(Data excerpts)
● ● ●

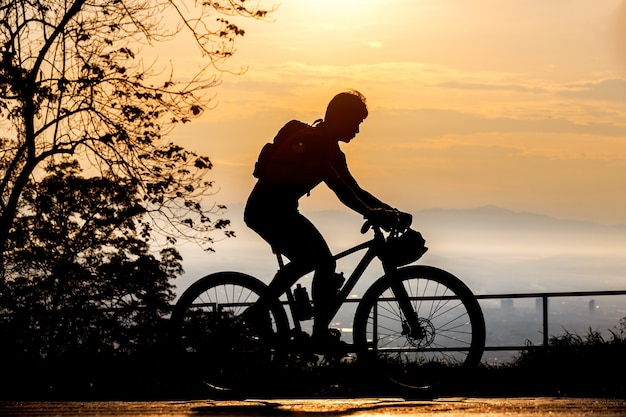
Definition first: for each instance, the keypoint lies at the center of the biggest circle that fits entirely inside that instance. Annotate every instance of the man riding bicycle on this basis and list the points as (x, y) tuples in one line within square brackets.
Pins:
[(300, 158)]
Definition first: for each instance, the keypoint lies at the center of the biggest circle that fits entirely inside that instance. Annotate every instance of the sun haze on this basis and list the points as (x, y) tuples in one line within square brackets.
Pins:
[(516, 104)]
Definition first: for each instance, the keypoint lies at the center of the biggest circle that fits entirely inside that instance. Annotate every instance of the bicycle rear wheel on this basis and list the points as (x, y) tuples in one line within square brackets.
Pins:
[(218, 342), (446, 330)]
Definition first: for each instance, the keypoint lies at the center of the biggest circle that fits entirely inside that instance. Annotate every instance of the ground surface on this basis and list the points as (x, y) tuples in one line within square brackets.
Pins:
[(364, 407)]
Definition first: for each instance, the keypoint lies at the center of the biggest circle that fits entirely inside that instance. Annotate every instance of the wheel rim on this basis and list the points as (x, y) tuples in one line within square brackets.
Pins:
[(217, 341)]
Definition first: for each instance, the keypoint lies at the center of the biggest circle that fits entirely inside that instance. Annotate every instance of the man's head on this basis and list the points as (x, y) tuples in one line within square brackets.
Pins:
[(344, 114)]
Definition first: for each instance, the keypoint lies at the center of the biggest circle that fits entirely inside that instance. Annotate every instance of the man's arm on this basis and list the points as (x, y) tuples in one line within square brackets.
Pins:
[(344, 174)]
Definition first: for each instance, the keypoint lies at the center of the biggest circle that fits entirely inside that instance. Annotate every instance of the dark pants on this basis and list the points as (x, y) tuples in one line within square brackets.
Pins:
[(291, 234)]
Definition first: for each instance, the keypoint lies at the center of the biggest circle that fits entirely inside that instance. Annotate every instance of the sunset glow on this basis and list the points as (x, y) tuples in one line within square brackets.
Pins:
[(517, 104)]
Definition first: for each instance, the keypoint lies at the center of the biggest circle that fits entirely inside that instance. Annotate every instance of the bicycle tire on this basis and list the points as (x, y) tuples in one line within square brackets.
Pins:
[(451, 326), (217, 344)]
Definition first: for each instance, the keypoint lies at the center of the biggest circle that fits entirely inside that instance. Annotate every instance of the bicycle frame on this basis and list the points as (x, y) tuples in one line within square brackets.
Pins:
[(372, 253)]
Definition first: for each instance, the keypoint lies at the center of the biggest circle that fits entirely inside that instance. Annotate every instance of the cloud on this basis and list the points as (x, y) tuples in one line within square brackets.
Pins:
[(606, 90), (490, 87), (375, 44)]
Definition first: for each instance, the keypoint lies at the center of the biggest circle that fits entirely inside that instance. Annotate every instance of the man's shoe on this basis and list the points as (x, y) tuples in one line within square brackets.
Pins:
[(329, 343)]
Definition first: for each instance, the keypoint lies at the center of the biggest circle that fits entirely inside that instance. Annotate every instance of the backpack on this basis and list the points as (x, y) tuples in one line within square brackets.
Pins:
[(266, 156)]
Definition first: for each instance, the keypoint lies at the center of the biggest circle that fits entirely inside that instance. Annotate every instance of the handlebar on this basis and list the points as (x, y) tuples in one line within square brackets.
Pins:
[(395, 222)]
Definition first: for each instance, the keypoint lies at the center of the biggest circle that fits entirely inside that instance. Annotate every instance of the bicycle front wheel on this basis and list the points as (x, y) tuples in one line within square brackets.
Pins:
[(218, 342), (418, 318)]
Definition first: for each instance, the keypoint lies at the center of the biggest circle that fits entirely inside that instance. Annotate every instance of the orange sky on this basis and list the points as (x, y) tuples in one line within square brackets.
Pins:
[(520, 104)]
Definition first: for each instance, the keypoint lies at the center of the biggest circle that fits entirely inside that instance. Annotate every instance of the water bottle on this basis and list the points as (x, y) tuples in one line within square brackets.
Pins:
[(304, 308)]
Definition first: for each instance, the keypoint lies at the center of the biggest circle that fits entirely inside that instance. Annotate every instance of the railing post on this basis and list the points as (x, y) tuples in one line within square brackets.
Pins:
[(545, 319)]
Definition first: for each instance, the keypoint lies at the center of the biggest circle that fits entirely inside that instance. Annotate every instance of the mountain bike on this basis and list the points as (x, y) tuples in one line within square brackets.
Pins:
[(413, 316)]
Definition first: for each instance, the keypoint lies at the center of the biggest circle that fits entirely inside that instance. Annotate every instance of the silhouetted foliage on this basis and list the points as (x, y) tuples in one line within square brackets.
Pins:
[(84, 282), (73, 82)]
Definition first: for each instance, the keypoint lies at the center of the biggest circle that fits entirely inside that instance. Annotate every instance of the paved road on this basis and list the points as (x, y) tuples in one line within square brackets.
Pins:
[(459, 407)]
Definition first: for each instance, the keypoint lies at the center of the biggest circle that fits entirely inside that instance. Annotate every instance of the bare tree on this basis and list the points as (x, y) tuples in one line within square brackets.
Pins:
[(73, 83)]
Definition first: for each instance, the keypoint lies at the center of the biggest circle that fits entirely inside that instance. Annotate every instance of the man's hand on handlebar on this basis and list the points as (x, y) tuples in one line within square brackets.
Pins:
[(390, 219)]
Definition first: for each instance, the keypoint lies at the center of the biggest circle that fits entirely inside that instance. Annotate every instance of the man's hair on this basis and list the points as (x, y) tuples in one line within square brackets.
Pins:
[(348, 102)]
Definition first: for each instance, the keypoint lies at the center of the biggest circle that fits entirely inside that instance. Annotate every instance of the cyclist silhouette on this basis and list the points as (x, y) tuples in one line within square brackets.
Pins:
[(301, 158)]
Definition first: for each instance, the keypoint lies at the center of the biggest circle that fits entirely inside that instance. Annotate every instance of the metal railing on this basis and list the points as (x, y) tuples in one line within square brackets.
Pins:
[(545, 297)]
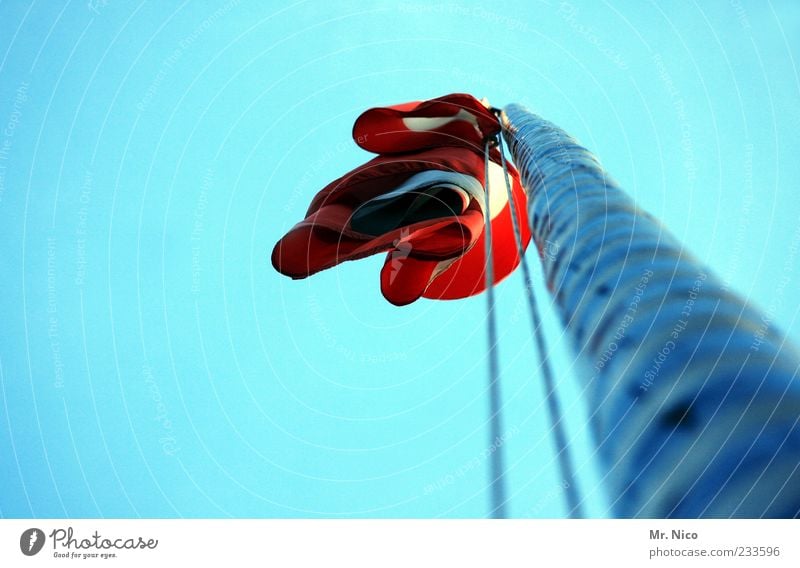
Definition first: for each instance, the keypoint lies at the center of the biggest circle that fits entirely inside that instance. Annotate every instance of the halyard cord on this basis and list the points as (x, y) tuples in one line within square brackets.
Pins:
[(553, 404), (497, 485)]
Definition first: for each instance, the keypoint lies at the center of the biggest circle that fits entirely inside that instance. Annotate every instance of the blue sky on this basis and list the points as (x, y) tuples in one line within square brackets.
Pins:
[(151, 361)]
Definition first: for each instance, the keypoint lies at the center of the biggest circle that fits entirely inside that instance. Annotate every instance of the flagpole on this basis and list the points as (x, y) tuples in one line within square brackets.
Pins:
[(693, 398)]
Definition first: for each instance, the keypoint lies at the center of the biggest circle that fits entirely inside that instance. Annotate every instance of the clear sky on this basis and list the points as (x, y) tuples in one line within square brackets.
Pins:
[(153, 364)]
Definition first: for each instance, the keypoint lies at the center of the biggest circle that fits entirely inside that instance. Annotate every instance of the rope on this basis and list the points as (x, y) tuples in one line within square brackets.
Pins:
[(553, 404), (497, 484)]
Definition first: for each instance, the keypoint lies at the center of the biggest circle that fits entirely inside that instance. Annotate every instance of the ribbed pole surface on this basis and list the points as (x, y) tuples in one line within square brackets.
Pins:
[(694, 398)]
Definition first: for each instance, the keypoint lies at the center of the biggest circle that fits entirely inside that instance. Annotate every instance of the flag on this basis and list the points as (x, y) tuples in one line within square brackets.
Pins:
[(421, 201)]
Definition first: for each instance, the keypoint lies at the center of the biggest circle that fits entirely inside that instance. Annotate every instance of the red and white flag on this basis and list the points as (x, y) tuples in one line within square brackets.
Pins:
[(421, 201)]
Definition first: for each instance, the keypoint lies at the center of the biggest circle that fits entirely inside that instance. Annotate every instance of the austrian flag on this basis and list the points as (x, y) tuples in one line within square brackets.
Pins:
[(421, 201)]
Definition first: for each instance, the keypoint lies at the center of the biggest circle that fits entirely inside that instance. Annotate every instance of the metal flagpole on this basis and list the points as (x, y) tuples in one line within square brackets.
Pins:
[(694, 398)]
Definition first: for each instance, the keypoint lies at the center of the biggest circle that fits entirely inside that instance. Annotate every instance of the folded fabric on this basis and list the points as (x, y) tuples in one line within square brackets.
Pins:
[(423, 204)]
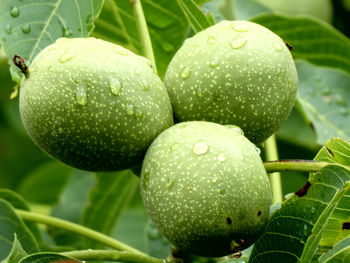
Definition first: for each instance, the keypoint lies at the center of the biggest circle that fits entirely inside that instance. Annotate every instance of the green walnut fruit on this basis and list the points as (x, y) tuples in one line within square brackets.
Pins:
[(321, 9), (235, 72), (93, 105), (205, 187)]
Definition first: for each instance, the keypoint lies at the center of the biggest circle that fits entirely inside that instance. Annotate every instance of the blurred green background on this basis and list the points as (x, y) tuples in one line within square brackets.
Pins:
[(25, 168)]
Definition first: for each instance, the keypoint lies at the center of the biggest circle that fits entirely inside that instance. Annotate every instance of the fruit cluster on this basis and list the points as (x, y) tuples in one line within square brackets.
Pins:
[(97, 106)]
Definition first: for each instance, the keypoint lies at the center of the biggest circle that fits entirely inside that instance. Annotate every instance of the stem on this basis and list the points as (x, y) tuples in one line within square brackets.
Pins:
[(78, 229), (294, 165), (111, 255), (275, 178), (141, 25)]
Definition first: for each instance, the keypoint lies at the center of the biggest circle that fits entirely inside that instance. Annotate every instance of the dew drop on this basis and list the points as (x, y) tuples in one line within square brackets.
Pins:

● ● ●

#### Aim of the exercise
Looking at the entries above, say how many lines hold the word "wheel". Offer no other text.

#### Solution for this exercise
3